GIVEN REQUEST 1: In the comedy anecdotes excerpt, what did Art Carney do when Jackie Gleason missed his entrance?

Not everyone wants to act. During the 1970s and 1980s, a wild and crazy comedian named Ron Sweed, aka the Ghoul, hosted several mostly bad movies on a television program airing in Cleveland, Ohio. Frequently, in between segments of the movie he was showing, he did short episodes of “Spencer and Mongolia,” a parody of a sitcom. Several women played Mongolia over the years—one woman quit because she regarded filming the episodes as a waste of her lunch hour.
Jackie Gleason’s TV series The Honeymooners was shown live, and mistakes did happen. In one episode, Mr. Gleason, famous for the character Ralph Kramden, missed his entrance. Art Carney, who played sewer worker Ed Norton, simply went to the Kramdens’ icebox, took out an orange, and began peeling it until Ralph Kramden arrived. Whenever you see Jackie Gleason patting his stomach on the show, it’s a sign to the cast that they’re in trouble, and somebody better think of something to say or do to get them out of the jam. Audrey Meadows, in her character of Alice, Ralph’s wife, once snarled, “If you get any bigger, Gasbag, you’ll float away.” The line was an ad-lib, rendered necessary by circumstances.
Henry Morgan was hired to do a radio program in Canada consisting of ad-libs. However, very quickly, the producer of the show complained that Mr. Morgan was cheating him because the show had no structure—no beginning, middle, or end. So on the next show, Mr. Morgan paused to point out to the audience the beginning of the show, then later he paused to point out the middle of the show, then finally he told the audience, “This is the end—I quit.”
Much of Jack Benny’s humor came from his writers, but at least once he got off a funny ad-lib. During a radio show with Fred Allen—who was funny with or without writers—Mr. Allen kept peppering Mr. Benny with comic ad-lib insults. Finally, Mr. Benny protested, “You wouldn’t say those things if my writers were here!”

DATA SUPPLIED:
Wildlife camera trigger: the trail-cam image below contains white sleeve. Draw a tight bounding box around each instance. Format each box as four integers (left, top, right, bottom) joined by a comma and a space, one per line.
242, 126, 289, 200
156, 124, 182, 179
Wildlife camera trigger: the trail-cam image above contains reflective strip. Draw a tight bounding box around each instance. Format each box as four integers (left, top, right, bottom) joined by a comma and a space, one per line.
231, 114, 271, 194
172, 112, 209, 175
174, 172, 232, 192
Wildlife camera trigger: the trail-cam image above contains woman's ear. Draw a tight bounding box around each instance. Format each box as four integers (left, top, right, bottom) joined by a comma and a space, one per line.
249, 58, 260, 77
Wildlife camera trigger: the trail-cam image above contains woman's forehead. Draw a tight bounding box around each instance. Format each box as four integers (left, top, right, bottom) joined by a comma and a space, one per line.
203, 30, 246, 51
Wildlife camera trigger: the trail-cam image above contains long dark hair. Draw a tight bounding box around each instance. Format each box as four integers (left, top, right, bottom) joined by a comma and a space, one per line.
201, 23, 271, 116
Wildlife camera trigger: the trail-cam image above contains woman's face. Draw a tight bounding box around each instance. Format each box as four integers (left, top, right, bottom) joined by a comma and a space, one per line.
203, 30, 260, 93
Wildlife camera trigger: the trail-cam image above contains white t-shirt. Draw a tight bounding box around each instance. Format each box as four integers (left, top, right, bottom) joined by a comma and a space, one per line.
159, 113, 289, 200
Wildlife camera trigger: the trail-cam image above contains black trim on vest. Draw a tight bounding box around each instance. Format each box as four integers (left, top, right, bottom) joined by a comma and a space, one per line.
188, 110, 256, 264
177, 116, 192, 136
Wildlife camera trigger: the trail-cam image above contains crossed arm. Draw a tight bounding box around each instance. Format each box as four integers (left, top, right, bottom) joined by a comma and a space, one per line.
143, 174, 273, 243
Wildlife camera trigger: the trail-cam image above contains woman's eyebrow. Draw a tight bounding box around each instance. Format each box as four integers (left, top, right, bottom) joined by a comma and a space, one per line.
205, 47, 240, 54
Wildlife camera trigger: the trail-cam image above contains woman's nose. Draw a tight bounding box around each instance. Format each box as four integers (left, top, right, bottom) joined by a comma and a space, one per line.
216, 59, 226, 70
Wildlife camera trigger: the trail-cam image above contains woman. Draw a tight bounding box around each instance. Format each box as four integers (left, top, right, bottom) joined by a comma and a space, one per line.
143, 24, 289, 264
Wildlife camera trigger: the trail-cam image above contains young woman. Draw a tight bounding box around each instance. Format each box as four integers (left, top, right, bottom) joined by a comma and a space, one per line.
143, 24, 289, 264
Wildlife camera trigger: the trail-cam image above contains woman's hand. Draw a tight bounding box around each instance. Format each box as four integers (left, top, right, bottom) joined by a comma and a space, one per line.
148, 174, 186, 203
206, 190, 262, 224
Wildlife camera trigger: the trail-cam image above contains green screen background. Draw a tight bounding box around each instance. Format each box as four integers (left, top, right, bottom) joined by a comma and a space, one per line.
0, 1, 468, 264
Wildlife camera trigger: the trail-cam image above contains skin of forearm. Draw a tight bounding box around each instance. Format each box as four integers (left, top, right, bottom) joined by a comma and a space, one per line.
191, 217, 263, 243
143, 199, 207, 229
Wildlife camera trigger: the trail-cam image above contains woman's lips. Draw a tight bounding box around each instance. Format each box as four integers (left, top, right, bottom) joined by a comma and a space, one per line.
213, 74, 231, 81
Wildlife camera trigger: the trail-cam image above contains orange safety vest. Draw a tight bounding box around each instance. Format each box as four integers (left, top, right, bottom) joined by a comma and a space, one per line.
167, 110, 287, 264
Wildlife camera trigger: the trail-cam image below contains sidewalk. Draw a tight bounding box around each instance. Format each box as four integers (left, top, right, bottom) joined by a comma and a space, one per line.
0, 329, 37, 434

GIVEN REQUEST 2: Rewrite the records from the line containing "contains woman's eyebrow." through the line containing "205, 47, 240, 54", inclusive, changing "eyebrow" to "eyelash" and keeping everything else the same.

RESPONSE 1: He went to the Kramdens' icebox, took out an orange, and peeled it until Ralph Kramden arrived.

RESPONSE 2:
Wildlife camera trigger: the trail-cam image above contains woman's eyelash. Draw a tight bounding box around each instance. Format each box as four integers (left, top, right, bottom) joined by a comma and a space, one per line.
205, 47, 240, 54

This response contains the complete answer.